» The problem: Write out every record below exactly as it stands, leaving the pictures out.

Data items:
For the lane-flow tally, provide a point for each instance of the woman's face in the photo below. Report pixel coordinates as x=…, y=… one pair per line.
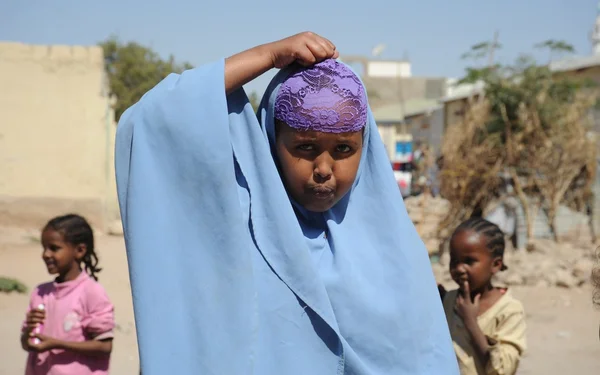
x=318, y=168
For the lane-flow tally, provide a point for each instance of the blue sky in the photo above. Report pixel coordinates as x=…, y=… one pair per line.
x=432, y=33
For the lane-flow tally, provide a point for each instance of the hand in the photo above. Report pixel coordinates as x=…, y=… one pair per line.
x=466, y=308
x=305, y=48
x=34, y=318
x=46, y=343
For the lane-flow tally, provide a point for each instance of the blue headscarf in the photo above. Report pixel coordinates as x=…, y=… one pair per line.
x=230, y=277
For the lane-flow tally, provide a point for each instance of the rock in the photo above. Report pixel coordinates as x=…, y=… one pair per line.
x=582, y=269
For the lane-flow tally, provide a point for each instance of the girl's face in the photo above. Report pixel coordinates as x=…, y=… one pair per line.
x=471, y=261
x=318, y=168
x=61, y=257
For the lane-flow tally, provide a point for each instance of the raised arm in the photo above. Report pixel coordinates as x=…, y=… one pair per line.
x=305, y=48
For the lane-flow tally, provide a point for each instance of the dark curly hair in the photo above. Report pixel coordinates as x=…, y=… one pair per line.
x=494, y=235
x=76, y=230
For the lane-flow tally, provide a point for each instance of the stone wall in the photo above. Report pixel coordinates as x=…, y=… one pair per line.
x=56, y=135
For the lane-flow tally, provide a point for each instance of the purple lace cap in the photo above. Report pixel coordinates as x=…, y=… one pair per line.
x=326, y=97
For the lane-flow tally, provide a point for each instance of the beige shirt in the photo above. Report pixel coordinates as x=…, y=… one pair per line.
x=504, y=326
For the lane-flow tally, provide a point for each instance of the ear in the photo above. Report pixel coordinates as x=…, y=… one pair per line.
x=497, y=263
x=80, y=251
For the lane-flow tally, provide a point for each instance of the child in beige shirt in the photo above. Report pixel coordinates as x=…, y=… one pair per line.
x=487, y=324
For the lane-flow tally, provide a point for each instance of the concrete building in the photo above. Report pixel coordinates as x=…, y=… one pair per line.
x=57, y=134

» Solution to this problem:
For the lane-flow tally, provide a point for each instance of the woman's face in the photo below. Report pixel coordinates as x=…, y=… one pair per line.
x=318, y=168
For the lane-flow tally, provide a point for each instance of the blue sky in the photo above. Report pixel coordinates as x=…, y=… one pair per line.
x=432, y=33
For the lane-flow tally, provide a point for each instance of the hand in the photo above. Report pixel coordinates as x=…, y=… one pair per line.
x=466, y=308
x=305, y=48
x=34, y=318
x=46, y=343
For the lane-flow tally, provide a point for each instance of the blue headscarf in the photo above. Report pixel coordinates as x=…, y=… one pair per line.
x=230, y=277
For the lane-flow tally, provide a point for each instance of the rock in the photo above. Report pixel coordinates as x=…, y=… one pair per line.
x=582, y=269
For the lane-flow tally, provide a point for each instance of the girl's face in the photo above. Report pixel coordinates as x=…, y=… one pair per line.
x=471, y=261
x=318, y=168
x=61, y=257
For the lane-flow tally, provide a point for each instance of the raised arm in the photo above. Report pixel coordinates as x=…, y=… one pair per line.
x=305, y=48
For the lane-flow tally, provide a point for each instance of the dark curly hair in the photo above. Report pixel coordinates as x=…, y=… one pair per line.
x=494, y=235
x=76, y=230
For the lane-flow tally, provide a point for each instance of the stone wall in the photo above. Report pixel coordinates as x=…, y=… one pair per line.
x=56, y=135
For the lane-flow tally, provide a point for each instance of the purple lace cap in the photo above. Report pixel coordinates as x=…, y=… one pair per line.
x=326, y=97
For the lane-flow tally, provide a point for each instance of the beige shirt in the photo above. Report pixel coordinates as x=…, y=… one pair per line.
x=504, y=326
For the lane-flow tally, provide a point for each instance of the ear in the photo above. Report pixel coordinates as x=…, y=… one pair per line.
x=497, y=263
x=80, y=251
For the lane-flow tally, provide a point for each instance of the child in beige shirt in the photo above. Report pixel coordinates as x=…, y=… one pair per line.
x=487, y=324
For the lane-flow tally, provide a point for each instance of the concrete building in the photo above. Report pixel coordinates as x=…, y=… one pair per line.
x=57, y=134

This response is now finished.